* _Provided material_:

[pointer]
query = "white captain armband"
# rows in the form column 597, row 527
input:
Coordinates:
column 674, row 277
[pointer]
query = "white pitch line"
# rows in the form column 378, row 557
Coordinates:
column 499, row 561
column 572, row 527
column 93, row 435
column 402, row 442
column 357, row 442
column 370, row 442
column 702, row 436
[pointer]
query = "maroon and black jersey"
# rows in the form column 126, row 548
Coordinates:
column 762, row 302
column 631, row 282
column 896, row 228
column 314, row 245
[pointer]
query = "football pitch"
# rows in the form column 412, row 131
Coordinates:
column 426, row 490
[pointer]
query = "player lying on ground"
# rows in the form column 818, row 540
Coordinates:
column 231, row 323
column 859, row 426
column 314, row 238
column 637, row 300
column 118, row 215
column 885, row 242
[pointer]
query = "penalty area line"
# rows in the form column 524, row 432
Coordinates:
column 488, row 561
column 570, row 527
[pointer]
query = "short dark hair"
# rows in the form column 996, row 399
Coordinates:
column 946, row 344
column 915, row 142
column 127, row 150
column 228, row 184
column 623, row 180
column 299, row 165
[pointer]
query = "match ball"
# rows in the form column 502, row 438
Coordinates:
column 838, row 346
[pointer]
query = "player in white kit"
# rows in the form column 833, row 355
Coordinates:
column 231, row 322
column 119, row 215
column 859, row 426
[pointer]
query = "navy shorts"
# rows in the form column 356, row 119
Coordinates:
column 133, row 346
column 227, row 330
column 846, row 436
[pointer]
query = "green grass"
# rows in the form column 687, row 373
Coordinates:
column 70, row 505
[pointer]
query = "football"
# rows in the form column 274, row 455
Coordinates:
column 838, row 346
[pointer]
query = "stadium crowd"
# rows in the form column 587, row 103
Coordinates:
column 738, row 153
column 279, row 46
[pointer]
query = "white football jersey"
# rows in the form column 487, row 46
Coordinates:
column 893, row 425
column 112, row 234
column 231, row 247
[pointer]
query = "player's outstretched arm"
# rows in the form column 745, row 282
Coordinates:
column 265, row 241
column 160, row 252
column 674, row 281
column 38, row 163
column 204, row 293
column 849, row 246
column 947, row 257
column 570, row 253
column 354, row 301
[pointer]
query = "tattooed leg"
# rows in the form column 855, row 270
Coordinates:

* _To be done_: Restate every entry word for word.

* _Solution to the exercise_:
[pointer]
query = "white captain armband"
# rows in the form column 597, row 527
input:
Coordinates:
column 674, row 277
[pointer]
query = "white pitch line"
# rows in the form column 378, row 557
Coordinates:
column 499, row 561
column 572, row 527
column 93, row 435
column 402, row 442
column 357, row 442
column 370, row 442
column 702, row 436
[pointer]
query = "maroon and black jersey"
# rows in the form column 126, row 548
Coordinates:
column 762, row 302
column 631, row 282
column 896, row 228
column 314, row 245
[pointer]
query = "football pitch"
# rows in the form column 412, row 131
Coordinates:
column 426, row 490
[pointer]
query = "player lying on ground"
# rows in the form column 818, row 540
Coordinates:
column 231, row 323
column 859, row 426
column 314, row 238
column 637, row 300
column 118, row 215
column 885, row 242
[pointer]
query = "penalty area line"
# rows in the form column 524, row 432
Coordinates:
column 488, row 561
column 570, row 527
[pointer]
query = "short dark hair"
# rows in the form column 996, row 399
Coordinates:
column 946, row 344
column 915, row 142
column 127, row 150
column 228, row 184
column 623, row 180
column 299, row 165
[pointer]
query = "match ball"
# rows in the form column 502, row 438
Coordinates:
column 838, row 346
[pointer]
query = "player in white kit"
# rows in the form column 833, row 355
Coordinates:
column 231, row 322
column 119, row 215
column 859, row 426
[pointer]
query = "navy shorts"
# rows in the form column 356, row 119
Coordinates:
column 133, row 346
column 227, row 330
column 846, row 436
[pointer]
query = "green grass"
# rows in the form column 687, row 373
Coordinates:
column 70, row 505
[pointer]
query = "football"
# rows in the form column 274, row 455
Coordinates:
column 838, row 346
[pointer]
query = "stadium crowd"
# rows in the form column 587, row 103
Coordinates:
column 738, row 153
column 279, row 46
[pointer]
query = "white football jersey"
# rows in the form column 487, row 46
Coordinates:
column 893, row 425
column 112, row 234
column 231, row 247
[pointer]
query = "player's outstretched arm"
# rows in the form column 745, row 282
Coordinates:
column 265, row 241
column 160, row 252
column 674, row 281
column 38, row 163
column 204, row 293
column 849, row 246
column 947, row 257
column 570, row 253
column 354, row 301
[pointer]
query = "tattooed leg"
# rows in the form column 855, row 270
Coordinates:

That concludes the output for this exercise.